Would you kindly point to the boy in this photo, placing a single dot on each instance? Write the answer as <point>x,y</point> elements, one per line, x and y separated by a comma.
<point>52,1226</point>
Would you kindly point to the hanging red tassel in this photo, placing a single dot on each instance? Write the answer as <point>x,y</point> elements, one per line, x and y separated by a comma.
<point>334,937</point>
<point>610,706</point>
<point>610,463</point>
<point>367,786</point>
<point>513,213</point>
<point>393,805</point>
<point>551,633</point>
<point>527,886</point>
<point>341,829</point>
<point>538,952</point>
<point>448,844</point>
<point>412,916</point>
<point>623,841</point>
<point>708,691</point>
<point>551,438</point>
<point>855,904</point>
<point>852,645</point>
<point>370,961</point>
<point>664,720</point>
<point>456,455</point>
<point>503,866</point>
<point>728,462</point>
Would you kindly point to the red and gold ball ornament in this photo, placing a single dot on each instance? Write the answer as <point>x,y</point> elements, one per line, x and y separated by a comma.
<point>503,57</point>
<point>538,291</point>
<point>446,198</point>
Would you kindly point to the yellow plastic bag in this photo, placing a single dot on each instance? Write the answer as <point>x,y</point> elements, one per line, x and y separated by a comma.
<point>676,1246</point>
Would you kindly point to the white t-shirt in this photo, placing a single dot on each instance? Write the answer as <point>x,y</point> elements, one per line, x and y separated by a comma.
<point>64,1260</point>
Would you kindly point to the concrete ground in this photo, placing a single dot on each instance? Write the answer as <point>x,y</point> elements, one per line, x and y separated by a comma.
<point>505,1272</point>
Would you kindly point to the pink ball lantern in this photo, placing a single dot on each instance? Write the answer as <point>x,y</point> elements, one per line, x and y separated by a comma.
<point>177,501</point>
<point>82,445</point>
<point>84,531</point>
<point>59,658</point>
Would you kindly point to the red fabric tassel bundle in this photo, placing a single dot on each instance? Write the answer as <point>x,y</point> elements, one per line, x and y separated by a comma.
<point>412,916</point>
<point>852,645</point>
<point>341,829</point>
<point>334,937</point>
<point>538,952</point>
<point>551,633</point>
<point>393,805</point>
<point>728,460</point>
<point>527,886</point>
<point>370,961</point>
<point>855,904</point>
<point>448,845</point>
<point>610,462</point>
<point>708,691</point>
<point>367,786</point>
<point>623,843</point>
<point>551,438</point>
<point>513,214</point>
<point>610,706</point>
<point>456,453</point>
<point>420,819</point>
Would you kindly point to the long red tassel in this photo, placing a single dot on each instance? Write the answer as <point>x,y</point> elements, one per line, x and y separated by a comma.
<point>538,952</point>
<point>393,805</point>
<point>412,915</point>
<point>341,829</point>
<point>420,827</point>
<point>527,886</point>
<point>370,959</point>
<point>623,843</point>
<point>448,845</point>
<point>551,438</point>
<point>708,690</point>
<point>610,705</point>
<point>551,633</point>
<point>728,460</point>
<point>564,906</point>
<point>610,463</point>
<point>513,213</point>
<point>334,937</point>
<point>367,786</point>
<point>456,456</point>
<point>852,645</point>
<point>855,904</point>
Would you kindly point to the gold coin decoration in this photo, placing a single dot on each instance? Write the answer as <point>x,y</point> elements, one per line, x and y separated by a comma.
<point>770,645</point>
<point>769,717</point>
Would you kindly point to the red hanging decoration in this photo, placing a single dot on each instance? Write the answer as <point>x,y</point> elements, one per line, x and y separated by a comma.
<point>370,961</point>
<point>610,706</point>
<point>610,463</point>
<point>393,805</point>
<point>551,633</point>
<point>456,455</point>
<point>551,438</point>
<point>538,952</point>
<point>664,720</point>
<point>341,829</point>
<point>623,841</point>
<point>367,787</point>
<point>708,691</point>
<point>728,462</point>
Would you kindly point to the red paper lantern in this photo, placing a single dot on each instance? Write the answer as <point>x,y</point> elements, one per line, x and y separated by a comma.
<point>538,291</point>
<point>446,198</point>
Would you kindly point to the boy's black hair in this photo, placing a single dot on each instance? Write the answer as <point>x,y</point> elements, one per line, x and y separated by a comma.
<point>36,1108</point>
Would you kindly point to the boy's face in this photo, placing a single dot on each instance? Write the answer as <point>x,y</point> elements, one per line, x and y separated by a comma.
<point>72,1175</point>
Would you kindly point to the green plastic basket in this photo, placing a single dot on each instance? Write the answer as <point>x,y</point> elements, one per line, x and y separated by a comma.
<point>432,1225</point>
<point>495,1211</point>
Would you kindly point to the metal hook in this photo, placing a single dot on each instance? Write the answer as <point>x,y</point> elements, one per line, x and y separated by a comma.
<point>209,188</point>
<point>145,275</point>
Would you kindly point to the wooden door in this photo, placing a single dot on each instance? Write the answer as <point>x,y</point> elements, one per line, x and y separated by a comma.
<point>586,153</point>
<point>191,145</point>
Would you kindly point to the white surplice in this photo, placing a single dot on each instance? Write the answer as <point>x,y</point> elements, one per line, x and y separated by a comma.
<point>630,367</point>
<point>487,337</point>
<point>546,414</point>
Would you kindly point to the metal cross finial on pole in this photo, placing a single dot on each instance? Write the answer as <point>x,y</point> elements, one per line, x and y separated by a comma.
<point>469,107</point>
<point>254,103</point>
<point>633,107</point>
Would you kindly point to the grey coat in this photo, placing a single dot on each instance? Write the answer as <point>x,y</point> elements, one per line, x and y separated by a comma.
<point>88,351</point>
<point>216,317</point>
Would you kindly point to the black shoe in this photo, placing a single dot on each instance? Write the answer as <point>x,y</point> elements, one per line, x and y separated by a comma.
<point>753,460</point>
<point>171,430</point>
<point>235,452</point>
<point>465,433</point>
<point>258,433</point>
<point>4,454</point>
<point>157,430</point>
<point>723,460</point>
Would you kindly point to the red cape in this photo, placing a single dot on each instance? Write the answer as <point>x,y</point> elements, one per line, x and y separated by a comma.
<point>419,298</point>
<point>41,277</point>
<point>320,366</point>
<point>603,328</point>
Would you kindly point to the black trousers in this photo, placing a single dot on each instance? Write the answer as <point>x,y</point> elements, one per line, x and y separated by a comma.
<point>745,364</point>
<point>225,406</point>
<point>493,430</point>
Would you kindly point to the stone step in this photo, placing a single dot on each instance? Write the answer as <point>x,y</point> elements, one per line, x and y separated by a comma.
::::::::
- _Problem to work on_
Copy every line of the listing above word for word, from the first line through the last, without changing anything.

- _The output_
Would you kindly point to the boy in this photo, placing a single dot on each instance? Write the answer as <point>x,y</point> elements, one per line, x and y separated by a comma.
<point>52,1226</point>
Would you kindly point to the hanging red tassel in this photo, placing a single dot on each instance? Write the answer as <point>x,y</point> elements, one per line, x and y separated by a comma.
<point>334,937</point>
<point>610,706</point>
<point>610,463</point>
<point>367,786</point>
<point>513,213</point>
<point>393,805</point>
<point>551,633</point>
<point>527,886</point>
<point>341,829</point>
<point>538,952</point>
<point>448,844</point>
<point>412,916</point>
<point>623,841</point>
<point>708,691</point>
<point>551,438</point>
<point>855,904</point>
<point>852,645</point>
<point>370,961</point>
<point>664,720</point>
<point>456,455</point>
<point>503,866</point>
<point>728,462</point>
Would you kindly point to the red and gold ball ornament in this photo, placing a single dot on each instance? Write the answer as <point>x,y</point> elements, one per line, x and y separated by a comma.
<point>503,57</point>
<point>538,291</point>
<point>446,198</point>
Would you kindly point to the yellow plastic bag in this photo, placing a single dot on each instance? Write the answer as <point>x,y</point> elements, one per line, x and y separated by a comma.
<point>676,1246</point>
Would you kindly point to the white t-shirt in this photo, placing a single dot on each instance? Write the answer as <point>x,y</point> elements, one per line, x and y separated by a comma.
<point>64,1260</point>
Would you kindly point to the concrete ground in this photo, placing a single dot on each instance? Write the answer as <point>x,y</point> elements, one per line, x and y separated by a comma.
<point>505,1272</point>
Would you kindly point to the pink ball lantern in this photo, placing a single dot on each instance? Write the answer as <point>x,y</point> elements, one per line, x and y separated by a comma.
<point>177,501</point>
<point>82,445</point>
<point>84,531</point>
<point>59,658</point>
Would you kindly point to the red fabric tassel bundle in this photo, placing a single dot on each instance? Write the answer as <point>x,y</point> elements, one per line, x and y separated by a comma.
<point>412,916</point>
<point>852,645</point>
<point>341,829</point>
<point>334,937</point>
<point>538,952</point>
<point>551,633</point>
<point>393,805</point>
<point>728,460</point>
<point>527,886</point>
<point>370,961</point>
<point>855,904</point>
<point>448,845</point>
<point>610,462</point>
<point>708,691</point>
<point>367,786</point>
<point>623,843</point>
<point>551,438</point>
<point>513,214</point>
<point>610,706</point>
<point>456,453</point>
<point>420,819</point>
Would you kindly point to the long red tassel in this photo, placing a single dot on each instance? Write the answer as <point>x,y</point> elements, one per line, x and y separated by a comma.
<point>538,952</point>
<point>393,805</point>
<point>412,915</point>
<point>341,829</point>
<point>420,827</point>
<point>527,886</point>
<point>370,959</point>
<point>623,843</point>
<point>448,845</point>
<point>551,438</point>
<point>708,690</point>
<point>610,705</point>
<point>551,633</point>
<point>728,460</point>
<point>564,906</point>
<point>610,463</point>
<point>513,213</point>
<point>334,937</point>
<point>367,786</point>
<point>456,456</point>
<point>852,645</point>
<point>855,904</point>
Would you kindly point to the gold coin decoration in this photo, placing a single dot on each instance? Write the answer as <point>x,y</point> elements, one per line, x and y separated by a comma.
<point>770,645</point>
<point>769,717</point>
Would you kindly point to the red hanging decoration in this photo, placing a single dot on each instance? Write the answer as <point>x,y</point> elements, one per line, x and y separated by a comma.
<point>370,961</point>
<point>610,706</point>
<point>610,463</point>
<point>393,805</point>
<point>551,633</point>
<point>456,455</point>
<point>551,438</point>
<point>538,952</point>
<point>664,720</point>
<point>341,829</point>
<point>623,841</point>
<point>367,787</point>
<point>708,691</point>
<point>728,462</point>
Would you kindly point to the red paper lantern in this photo, placing a single dot on each instance? Write the answer as <point>x,y</point> elements, one per line, x and y separated by a comma.
<point>538,291</point>
<point>446,198</point>
Would you kindly point to the boy's black hair in this photo, placing a single dot on each instance? Write the answer as <point>x,y</point> elements, one per line, x and y separated by a comma.
<point>36,1108</point>
Would you kindly point to the boy's face in this photo, placing a single dot on each instance? Write the answer as <point>x,y</point> elements, one per line, x and y separated by a comma.
<point>72,1175</point>
Would you kindly point to the green plastic basket in this photo, placing a single dot on each instance? Write the answer as <point>x,y</point> elements, one per line, x and y separated by a comma.
<point>432,1225</point>
<point>495,1211</point>
Would you kindly point to the metal hook in this photo, placing a single dot on each instance? Write the answer as <point>x,y</point> elements, one per line, x and y separated by a comma.
<point>209,188</point>
<point>145,275</point>
Would you kindly point to the wooden door in this photo, placing a single dot on each instance? Write the answer as <point>x,y</point> elements, one per line, x and y separated by a comma.
<point>586,153</point>
<point>191,145</point>
Would you kindly point to the white surplice in this photo, placing a single dot on each instance? Write the answer as <point>x,y</point> elements, one per line, x and y separated by a comma.
<point>630,367</point>
<point>487,337</point>
<point>546,414</point>
Would you kindly point to the metal cross finial on pole in this photo, placing a single dot on each instance? Write the answer as <point>x,y</point> elements, one per line, x and y separated by a comma.
<point>469,107</point>
<point>254,103</point>
<point>633,107</point>
Would you kindly point to the grey coat in this photo, placing a single dot on each instance? Write the answer as <point>x,y</point> elements, one per line, x and y separated by a comma.
<point>88,351</point>
<point>216,317</point>
Would you kindly point to the black shoe in this photo, placing a single dot on each instance? Write the answer as <point>x,y</point> elements, one per line, x and y separated by a comma.
<point>753,460</point>
<point>171,430</point>
<point>235,452</point>
<point>465,433</point>
<point>258,433</point>
<point>4,454</point>
<point>157,430</point>
<point>723,460</point>
Would you kindly point to the red cape in this photo, placing a single dot on each instance? Write the answer as <point>x,y</point> elements, one per line, x and y separated by a comma.
<point>419,298</point>
<point>41,277</point>
<point>320,366</point>
<point>603,328</point>
Would you kindly point to the black trousers in this photo, placing a single dot on each instance? Write the answer as <point>x,y</point> elements, one per line, x and y separated by a comma.
<point>745,364</point>
<point>225,406</point>
<point>493,430</point>
Would you kindly point to the stone step in this photo, placing a single dot on each instance? Write the answer as <point>x,y</point> elements, one per line, x and y separated by a comma.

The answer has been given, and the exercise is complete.